CONSIGNES —
(1) D'après le récit de rafting en Tasmanie, pourquoi le serpent tigre est-il tout noir en Tasmanie ?
(2) Poursuivez le récit de rafting en Tasmanie à partir de sa dernière phrase.
##### TEXTE FOURNI #####
Sinon ce qui est sympa c’est quand tu as un tronc qui barre la rivière, soit t’as un coup de chance t’arrives à passer dessous sinon ça veut dire qu’il faut faire passer le raft avec tout son matos par dessus. Donc t’es debout sur le tronc à tirer sur le raft en espérant ne pas glisser où que le raft t’emporte et te fasse tomber de l’autre côté.
Toi qui était venu te prendre des shoots d’adrénaline en passant des rapides que dal. Ah oui, t’étais sur le raft d’Abigael quand on a passé un petit rapide. Bon elle a tendance à les prendre plutôt de côté que de face. Le raft a fortement penché (les deux mecs lourds étaient du même côté) et si sur un malentendu ta rame s’était pas trouvée entre le rocher et toi, t’étais bon pour pour une greffe de la peau du dos. À part ça, walouh pour l’adrénaline.

Côté bestiole, et bien pendant qu’on tirait les rafts (le quotidien), il y avait à quelques mètres un joli serpent noir, le serpent tigre. Ouais il est rayé en Australie mais comme il fait plus froid en Tasmanie il est tout noir ici. La bestiole est pas agressive, les guides sont pas inquiets. Bon ca va alors. Et le fait que c’est le serpent le troisième plus mortel au monde on en fait quoi? C’est vrai qu’on dort à la belle étoile à même le sol. Laure, rassures toi, pour l’Australie j’ai pris l’option ‘snake free’

C’est plutôt côté santé que ca a merdé grave. En fait plusieurs ont été malades à cause de la flotte mais c’est toi qu’à eu la fève. C’est le genre réveil en urgence à 5h du matin, récupération de la lampe frontale et course vers le groover pour récupérer un petit sac plastique. Déjà que de jour c’est pas facile mais de nuit, imaginez la galère. Et quand tu dois en plus y allait toutes les 20 minutes. Bon ben du coup ton stock de médocs est déjà à sec et tu t’es baladé avec un petit sac plastique dans chaque poche en cas d’urgence. Donc quasiment 5 jours à se traîner de smecta en smecta et surtout prier pour que ça n’arrive pas sur le raft les fois où tu mettais la combinaison.
Et c’est pas tout, complètement coincé du dos, certaines nuits impossible de dormir tellement ca fait mal et comme un con t’as pas voulu emporter la pommade anti inflammatoire. (Trop lourd à transporter, no comment)

Dernier jour de rafting, pas le moindre rapide en vue, on porte même plus les casques. Tu t’es arrangé pour monter sur le raft d’Éric. Du coup, on met la musique. Sur un rocher un serpent tigre roupille…
Trente minutes plus tard on s’arrête pour faire une petite marche dans un ruisseau, un coin qu’ils appellent ‘le monde perdu’. Tous les troncs sont couverts de mousse, l’eau a des reflets cuivrés. Puis tu t’engages entre deux parois avec de l’eau jusqu’aux genoux. Et là tu te te dis que le serpent vu précédemment à peut-être un cousin par alliance qui traîne dans le coin. C’est vrai que t’as jamais demandé aux guides ce qu’ils avaient en cas de morsure. Une bible?
##### EXTRAITS DES ENTRÉES #####
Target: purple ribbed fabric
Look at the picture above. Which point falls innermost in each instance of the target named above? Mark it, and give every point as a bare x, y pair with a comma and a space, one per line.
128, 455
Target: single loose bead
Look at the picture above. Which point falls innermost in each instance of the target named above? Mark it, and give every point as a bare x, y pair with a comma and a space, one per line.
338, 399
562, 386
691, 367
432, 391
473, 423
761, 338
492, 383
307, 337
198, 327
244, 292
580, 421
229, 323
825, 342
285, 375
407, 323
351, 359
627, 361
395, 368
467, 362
#####
RÉPONSES —
(1) Parce qu'il fait plus froid en Tasmanie qu'en Australie, où il est rayé.

(2)
100m de ce couloir pour ressortir dans un coin de verdure. Tu te retournes, personne. Mais ou est passé la 7ème compagnie? Tu peux marcher qu’entre deux parois verticales de 4m de haut, ils sont tombés dans un trou? Tu fais demi tour et reviens aux rafts. Personne à part Jordi et Éric qui roupillent. C’est Abigael qui est tombé sur eux en revenant. Ils s’étaient embarqués sur un chemin invisible avant de s’embarquer dans le couloir. Du coup t’as le temps pour un petit goupillon. Que dal, Abigael sort un pipeau et se met à en jouer, enfin essayer d’en jouer.

Pour les dernières heures, on a attaché les trois rafts ensembles tout en longueur pour aller plus vite. La yoga team est arrivé dans la nuit, faut être motivé pour pagayer de nuit dans le froid et être mouillé.
Le bateau est arrivé le soir avec sa cargaison de bières. Toi avec ton bid, t’as fait l’impasse mais tous les autres se sont jetés dessus. Certains l’ont joué, non nous pas d’alcool mais finalement….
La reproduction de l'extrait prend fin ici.